Dataset records on where objects are located:
━━━━━━━━━━━━━━━━━━━━━━━━━━━━━━
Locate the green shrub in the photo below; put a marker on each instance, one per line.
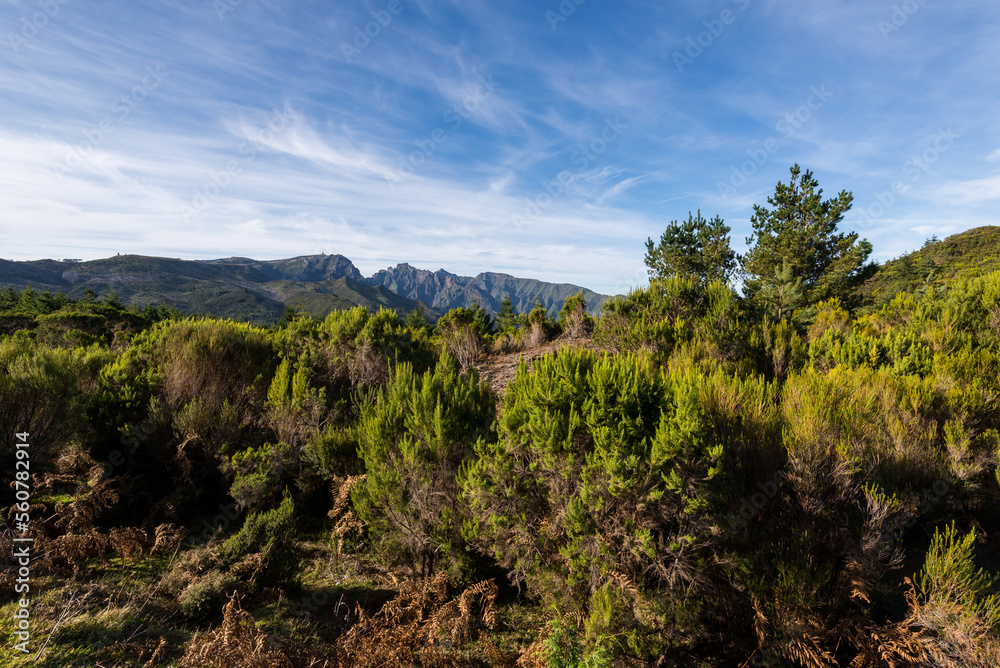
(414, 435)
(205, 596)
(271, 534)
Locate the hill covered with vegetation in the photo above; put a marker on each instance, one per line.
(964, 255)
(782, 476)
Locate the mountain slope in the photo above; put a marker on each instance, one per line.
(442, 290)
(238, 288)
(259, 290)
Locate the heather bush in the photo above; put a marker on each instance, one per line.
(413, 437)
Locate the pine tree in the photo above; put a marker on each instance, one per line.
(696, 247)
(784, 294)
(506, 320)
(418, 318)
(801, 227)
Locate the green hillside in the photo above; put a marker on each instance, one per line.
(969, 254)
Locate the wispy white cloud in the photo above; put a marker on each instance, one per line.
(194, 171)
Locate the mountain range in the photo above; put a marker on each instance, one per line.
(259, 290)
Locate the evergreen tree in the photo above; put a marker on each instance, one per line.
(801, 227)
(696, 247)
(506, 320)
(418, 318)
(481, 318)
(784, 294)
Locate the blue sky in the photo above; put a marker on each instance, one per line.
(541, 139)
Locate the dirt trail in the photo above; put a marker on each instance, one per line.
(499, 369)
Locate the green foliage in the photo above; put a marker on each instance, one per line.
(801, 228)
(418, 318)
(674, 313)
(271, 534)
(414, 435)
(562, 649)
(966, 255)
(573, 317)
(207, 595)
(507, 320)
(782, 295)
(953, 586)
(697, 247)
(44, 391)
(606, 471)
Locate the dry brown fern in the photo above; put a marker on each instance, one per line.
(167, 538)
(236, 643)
━━━━━━━━━━━━━━━━━━━━━━━━━━━━━━
**What is required:** Copy out every line of the records above word for word, omitting the pictures.

**Solution to the problem:**
Locate the green shrub in the photo below; put a marker on each instance, one per line.
(414, 435)
(205, 596)
(271, 534)
Locate the hill covered with vegetation in the photo above; put a marker on each instance, one per line.
(964, 255)
(782, 476)
Locate the mountain slope in the photo above; put a marker on each instance, one per line.
(442, 290)
(238, 288)
(259, 290)
Locate the heather bush in the photo above; put a marker on each instance, one per line.
(413, 437)
Locate the pine tree in the photo above; put a marker on each instance, one per line.
(696, 247)
(784, 294)
(506, 320)
(418, 318)
(801, 227)
Locate the green hillside in the photo above; put a marker on each instance, one per line.
(969, 254)
Locate the wispy white cloud in the photo above; put a marker on each instance, one per line.
(194, 171)
Locate the mountain range in the photo above; put a marker on each instance, one per line.
(259, 290)
Locate the evergreen tree in the photo above; put a marker on each instance, one per line.
(801, 227)
(696, 247)
(506, 320)
(418, 318)
(481, 318)
(784, 294)
Locate the blue sky in the photo above; put a marker on each instance, one per line.
(541, 139)
Locate the dirt trail in the photo above; put a marker on each instance, one per line.
(499, 369)
Locate the green foliage in the photo above; put a marker on each instance, one per line.
(801, 228)
(418, 318)
(674, 313)
(271, 534)
(414, 435)
(562, 649)
(966, 255)
(573, 317)
(207, 595)
(507, 320)
(782, 295)
(953, 586)
(697, 247)
(44, 391)
(606, 471)
Locate the dry brown fern in the photo above; put a marker on each instance, one per line.
(167, 538)
(236, 643)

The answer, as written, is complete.